In the weather safety tips, list every word used to describe the kind of meals to eat during extreme heat.

# PAGE EXTRACT
───
​​​​​​​​​​Extreme Hot Weather Safety Tips

  • Stay indoors as much as possible.
  • Limit your exposure to the sun.
  • Avoid strenuous activities between 10 a.m. and 4 p.m. when the sun is at its hottest.
  • Spend the hottest part of the day in a cool or shaded area.
  • Eat well-balanced, light and regular meals.
  • Drink plenty of water. Persons who have a problem with fluid retention should consult a doctor before increasing their fluid intake.
  • Avoid alcoholic beverages as they can increase your risk of dehydration.
  • Wear loose-fitting, lightweight, light-coloured clothes that cover as much as possible.
  • Protect your face and head by wearing a wide-brimmed hat.
  • Never leave children or pets alone in a parked car.
  • Check on your family, friends and neighbours, especially if they live alone.

Extreme Cold Weather Safety Tips

  • Check the weather report before going outside.
  • Dress in layers, making sure your outer layer is windproof, and cover exposed skin.
───
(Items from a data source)
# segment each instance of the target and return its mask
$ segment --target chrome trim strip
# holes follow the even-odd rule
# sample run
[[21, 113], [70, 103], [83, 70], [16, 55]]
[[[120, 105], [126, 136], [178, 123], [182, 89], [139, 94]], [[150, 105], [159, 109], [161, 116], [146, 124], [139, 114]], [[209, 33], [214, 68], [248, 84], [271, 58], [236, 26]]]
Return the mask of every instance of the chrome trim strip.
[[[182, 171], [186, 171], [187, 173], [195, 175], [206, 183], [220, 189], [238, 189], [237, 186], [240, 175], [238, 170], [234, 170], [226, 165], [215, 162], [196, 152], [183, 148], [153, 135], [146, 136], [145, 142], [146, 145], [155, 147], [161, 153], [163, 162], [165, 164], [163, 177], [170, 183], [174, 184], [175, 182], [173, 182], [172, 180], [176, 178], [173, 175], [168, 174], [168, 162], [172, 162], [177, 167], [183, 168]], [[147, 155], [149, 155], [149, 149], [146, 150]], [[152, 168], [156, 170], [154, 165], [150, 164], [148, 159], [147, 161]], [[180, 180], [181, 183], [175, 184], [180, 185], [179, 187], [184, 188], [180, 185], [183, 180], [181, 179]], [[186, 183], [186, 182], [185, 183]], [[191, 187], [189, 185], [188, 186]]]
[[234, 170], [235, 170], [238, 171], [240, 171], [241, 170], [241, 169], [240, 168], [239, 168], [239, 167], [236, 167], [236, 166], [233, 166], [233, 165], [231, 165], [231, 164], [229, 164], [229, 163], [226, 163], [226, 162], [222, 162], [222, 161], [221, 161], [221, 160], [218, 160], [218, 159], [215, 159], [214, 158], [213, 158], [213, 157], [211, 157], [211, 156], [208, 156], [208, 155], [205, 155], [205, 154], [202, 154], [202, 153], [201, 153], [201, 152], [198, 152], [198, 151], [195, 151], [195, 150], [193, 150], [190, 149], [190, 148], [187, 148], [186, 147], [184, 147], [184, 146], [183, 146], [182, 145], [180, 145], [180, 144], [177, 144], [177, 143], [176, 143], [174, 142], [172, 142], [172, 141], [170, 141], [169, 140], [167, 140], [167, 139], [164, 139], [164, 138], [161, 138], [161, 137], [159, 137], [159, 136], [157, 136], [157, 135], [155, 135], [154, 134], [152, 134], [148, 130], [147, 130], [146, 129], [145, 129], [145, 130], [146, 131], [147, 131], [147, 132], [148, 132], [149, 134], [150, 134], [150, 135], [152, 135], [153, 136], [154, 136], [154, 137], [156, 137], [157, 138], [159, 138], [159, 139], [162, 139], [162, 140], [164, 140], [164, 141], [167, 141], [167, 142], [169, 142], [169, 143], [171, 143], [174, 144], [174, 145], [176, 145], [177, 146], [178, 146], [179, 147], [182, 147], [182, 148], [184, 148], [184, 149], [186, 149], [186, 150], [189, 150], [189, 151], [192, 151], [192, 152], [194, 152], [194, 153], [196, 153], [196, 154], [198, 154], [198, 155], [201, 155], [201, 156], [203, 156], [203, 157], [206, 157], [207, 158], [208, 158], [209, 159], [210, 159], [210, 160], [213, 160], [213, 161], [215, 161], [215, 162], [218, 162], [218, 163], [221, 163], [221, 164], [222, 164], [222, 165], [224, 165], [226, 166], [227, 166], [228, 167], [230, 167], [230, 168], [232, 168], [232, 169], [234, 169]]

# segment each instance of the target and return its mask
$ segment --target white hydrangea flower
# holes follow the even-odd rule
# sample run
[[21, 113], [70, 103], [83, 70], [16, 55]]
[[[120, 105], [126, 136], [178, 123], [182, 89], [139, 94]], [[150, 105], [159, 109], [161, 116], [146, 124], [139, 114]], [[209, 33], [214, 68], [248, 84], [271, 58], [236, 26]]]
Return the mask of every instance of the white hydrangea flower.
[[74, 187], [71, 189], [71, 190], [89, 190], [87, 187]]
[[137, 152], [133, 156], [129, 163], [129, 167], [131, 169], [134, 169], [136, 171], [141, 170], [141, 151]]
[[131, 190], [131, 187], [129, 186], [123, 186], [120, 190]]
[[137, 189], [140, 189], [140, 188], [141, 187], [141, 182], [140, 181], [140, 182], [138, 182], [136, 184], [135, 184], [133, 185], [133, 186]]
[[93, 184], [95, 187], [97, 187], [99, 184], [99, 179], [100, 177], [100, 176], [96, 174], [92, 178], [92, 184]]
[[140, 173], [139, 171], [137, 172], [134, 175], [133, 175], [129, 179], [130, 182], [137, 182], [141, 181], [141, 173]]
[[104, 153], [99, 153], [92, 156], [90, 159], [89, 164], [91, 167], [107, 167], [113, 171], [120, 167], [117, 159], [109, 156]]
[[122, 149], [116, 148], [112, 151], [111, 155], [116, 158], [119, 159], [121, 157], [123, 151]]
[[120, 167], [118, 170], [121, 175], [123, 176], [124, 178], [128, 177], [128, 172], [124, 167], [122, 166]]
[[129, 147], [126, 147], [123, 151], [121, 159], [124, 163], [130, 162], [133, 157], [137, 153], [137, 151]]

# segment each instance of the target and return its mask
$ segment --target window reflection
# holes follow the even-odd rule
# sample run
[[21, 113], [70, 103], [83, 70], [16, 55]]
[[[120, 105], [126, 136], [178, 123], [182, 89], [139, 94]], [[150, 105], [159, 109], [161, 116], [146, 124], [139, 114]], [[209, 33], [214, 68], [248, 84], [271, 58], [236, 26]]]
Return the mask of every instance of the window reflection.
───
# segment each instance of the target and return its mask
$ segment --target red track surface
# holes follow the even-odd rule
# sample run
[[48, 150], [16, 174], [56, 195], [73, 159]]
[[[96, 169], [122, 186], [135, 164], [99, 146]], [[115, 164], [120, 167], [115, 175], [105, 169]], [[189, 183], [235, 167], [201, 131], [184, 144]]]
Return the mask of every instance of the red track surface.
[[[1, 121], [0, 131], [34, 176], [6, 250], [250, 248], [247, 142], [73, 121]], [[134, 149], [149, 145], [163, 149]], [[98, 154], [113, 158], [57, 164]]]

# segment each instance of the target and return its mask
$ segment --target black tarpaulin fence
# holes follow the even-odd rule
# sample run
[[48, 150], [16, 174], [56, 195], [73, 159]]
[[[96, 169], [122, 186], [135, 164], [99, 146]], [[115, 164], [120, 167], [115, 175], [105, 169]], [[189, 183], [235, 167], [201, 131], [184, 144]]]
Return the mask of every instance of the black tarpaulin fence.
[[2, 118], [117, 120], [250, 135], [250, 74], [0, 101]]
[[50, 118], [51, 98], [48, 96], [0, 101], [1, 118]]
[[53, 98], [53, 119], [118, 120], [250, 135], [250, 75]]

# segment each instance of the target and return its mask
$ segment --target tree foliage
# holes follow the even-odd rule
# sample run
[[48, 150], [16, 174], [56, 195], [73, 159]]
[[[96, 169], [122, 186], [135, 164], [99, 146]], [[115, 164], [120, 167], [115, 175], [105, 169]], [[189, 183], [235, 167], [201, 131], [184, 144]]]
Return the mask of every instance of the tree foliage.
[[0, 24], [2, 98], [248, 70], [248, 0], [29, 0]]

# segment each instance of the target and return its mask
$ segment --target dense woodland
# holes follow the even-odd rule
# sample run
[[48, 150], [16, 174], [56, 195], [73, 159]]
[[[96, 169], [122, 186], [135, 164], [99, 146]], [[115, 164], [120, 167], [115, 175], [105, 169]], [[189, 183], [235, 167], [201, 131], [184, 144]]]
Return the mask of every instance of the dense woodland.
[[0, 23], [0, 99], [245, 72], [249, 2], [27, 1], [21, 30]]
───
# PROBLEM SOLUTION
Well-balanced, light, regular